— Start Data lines —

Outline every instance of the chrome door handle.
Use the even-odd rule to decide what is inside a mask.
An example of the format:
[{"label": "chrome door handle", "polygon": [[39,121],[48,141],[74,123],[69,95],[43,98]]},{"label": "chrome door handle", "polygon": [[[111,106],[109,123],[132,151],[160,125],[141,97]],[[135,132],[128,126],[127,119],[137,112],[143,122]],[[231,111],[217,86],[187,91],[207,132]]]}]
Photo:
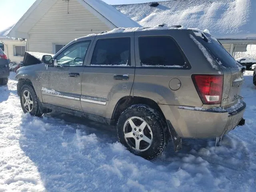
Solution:
[{"label": "chrome door handle", "polygon": [[80,74],[77,73],[70,73],[68,74],[69,77],[78,77]]},{"label": "chrome door handle", "polygon": [[128,74],[114,75],[114,79],[115,80],[128,80],[129,75]]}]

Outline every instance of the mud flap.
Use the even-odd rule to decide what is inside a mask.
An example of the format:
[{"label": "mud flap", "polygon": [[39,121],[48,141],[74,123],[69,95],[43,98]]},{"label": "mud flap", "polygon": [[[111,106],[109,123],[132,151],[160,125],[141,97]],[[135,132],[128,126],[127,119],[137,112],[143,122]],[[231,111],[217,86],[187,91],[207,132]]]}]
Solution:
[{"label": "mud flap", "polygon": [[166,120],[167,125],[169,128],[169,132],[172,137],[172,144],[175,152],[178,152],[181,149],[182,147],[182,140],[177,134],[174,128],[172,125],[172,124],[169,120]]}]

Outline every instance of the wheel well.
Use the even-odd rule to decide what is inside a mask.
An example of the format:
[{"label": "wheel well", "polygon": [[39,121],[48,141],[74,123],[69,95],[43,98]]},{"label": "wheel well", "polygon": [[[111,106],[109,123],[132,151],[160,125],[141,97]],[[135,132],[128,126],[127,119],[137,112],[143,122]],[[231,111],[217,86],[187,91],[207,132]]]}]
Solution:
[{"label": "wheel well", "polygon": [[17,84],[17,92],[18,92],[18,94],[19,96],[20,94],[20,89],[22,86],[25,84],[31,84],[33,86],[33,84],[32,84],[32,82],[30,81],[30,80],[28,79],[20,79],[18,82],[18,84]]},{"label": "wheel well", "polygon": [[111,124],[116,124],[121,114],[126,109],[136,104],[144,104],[149,106],[152,109],[157,110],[165,120],[165,118],[163,112],[158,105],[154,101],[144,97],[127,96],[120,99],[116,105],[112,115]]}]

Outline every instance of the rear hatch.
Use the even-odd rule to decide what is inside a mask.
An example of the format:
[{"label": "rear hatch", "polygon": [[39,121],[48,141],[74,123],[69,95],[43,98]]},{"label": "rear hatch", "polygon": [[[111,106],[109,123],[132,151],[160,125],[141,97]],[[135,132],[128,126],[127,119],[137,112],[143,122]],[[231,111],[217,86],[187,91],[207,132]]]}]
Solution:
[{"label": "rear hatch", "polygon": [[208,41],[197,39],[205,47],[220,66],[224,74],[223,91],[221,106],[228,107],[237,103],[244,82],[242,66],[230,55],[222,45],[210,35],[204,33]]}]

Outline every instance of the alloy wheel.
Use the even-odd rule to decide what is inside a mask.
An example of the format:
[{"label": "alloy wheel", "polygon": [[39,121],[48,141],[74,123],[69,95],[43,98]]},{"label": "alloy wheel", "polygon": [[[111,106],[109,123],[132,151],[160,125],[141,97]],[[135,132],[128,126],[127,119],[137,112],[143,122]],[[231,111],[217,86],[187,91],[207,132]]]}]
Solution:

— End Data lines —

Problem:
Your task is to repeat the material above exactly, without its pictures.

Solution for this exercise:
Outline every instance of the chrome door handle.
Use the even-odd rule to decide what is inside a mask.
An example of the format:
[{"label": "chrome door handle", "polygon": [[39,121],[48,141],[74,123],[69,95],[43,98]]},{"label": "chrome door handle", "polygon": [[[111,106],[109,123],[132,151],[160,125],[141,97]],[[135,132],[128,126],[127,119],[137,112],[143,122]],[[231,111],[217,86],[187,91],[207,132]]]}]
Photo:
Solution:
[{"label": "chrome door handle", "polygon": [[80,74],[77,73],[70,73],[68,74],[69,77],[78,77]]},{"label": "chrome door handle", "polygon": [[128,74],[114,75],[114,79],[115,80],[128,80],[129,75]]}]

Outline every instance of the mud flap.
Use the even-odd rule to decide what is inside a mask.
An example of the format:
[{"label": "mud flap", "polygon": [[39,121],[48,141],[74,123],[69,95],[43,98]]},{"label": "mud flap", "polygon": [[[111,106],[109,123],[132,151],[160,125],[141,97]],[[135,132],[128,126],[127,119],[137,112],[143,122]],[[231,111],[217,86],[187,91],[207,132]]]}]
Solution:
[{"label": "mud flap", "polygon": [[166,120],[167,125],[169,128],[169,132],[172,137],[172,144],[175,152],[178,152],[181,149],[182,147],[182,140],[177,134],[174,128],[172,125],[172,124],[169,120]]}]

Outline every instance of the wheel well.
Use the even-odd rule to decide what is inside a mask.
An example of the format:
[{"label": "wheel well", "polygon": [[39,121],[48,141],[74,123],[69,95],[43,98]]},{"label": "wheel well", "polygon": [[[111,106],[109,123],[132,151],[160,125],[141,97]],[[135,132],[128,126],[127,119],[137,112],[143,122]],[[231,111],[217,86],[187,91],[207,132]]]}]
Solution:
[{"label": "wheel well", "polygon": [[17,84],[17,92],[18,92],[18,94],[19,96],[20,94],[20,89],[22,86],[25,84],[31,84],[33,86],[33,84],[32,84],[32,82],[30,81],[30,80],[28,79],[20,79],[18,82],[18,84]]},{"label": "wheel well", "polygon": [[111,124],[116,124],[121,114],[126,109],[136,104],[144,104],[149,106],[152,109],[157,110],[165,120],[165,118],[163,112],[158,105],[154,101],[144,97],[127,96],[120,99],[116,105],[112,115]]}]

Outline every instance of the rear hatch.
Use the even-odd rule to decide what is inside a mask.
An example of the format:
[{"label": "rear hatch", "polygon": [[39,121],[48,141],[74,123],[69,95],[43,98]]},{"label": "rear hatch", "polygon": [[[111,106],[109,123],[132,151],[160,125],[141,97]],[[135,132],[128,126],[127,119],[137,112],[143,122]],[[231,111],[217,86],[187,91],[207,132]]]}]
Solution:
[{"label": "rear hatch", "polygon": [[208,41],[197,39],[205,47],[220,66],[224,74],[223,91],[221,106],[228,107],[237,103],[244,82],[242,66],[230,55],[222,45],[210,35],[204,33]]}]

Outline every instance of the alloy wheel.
Use the even-odd rule to decide what is inside a mask.
An example of the format:
[{"label": "alloy wheel", "polygon": [[39,121],[48,141],[74,123],[69,95],[43,98]]},{"label": "alloy wheel", "polygon": [[[111,106],[109,123],[132,151],[160,125],[141,97]],[[135,132],[128,126],[127,119],[137,112],[143,122]],[[231,111],[217,86],[187,91],[207,132]]]}]
Solution:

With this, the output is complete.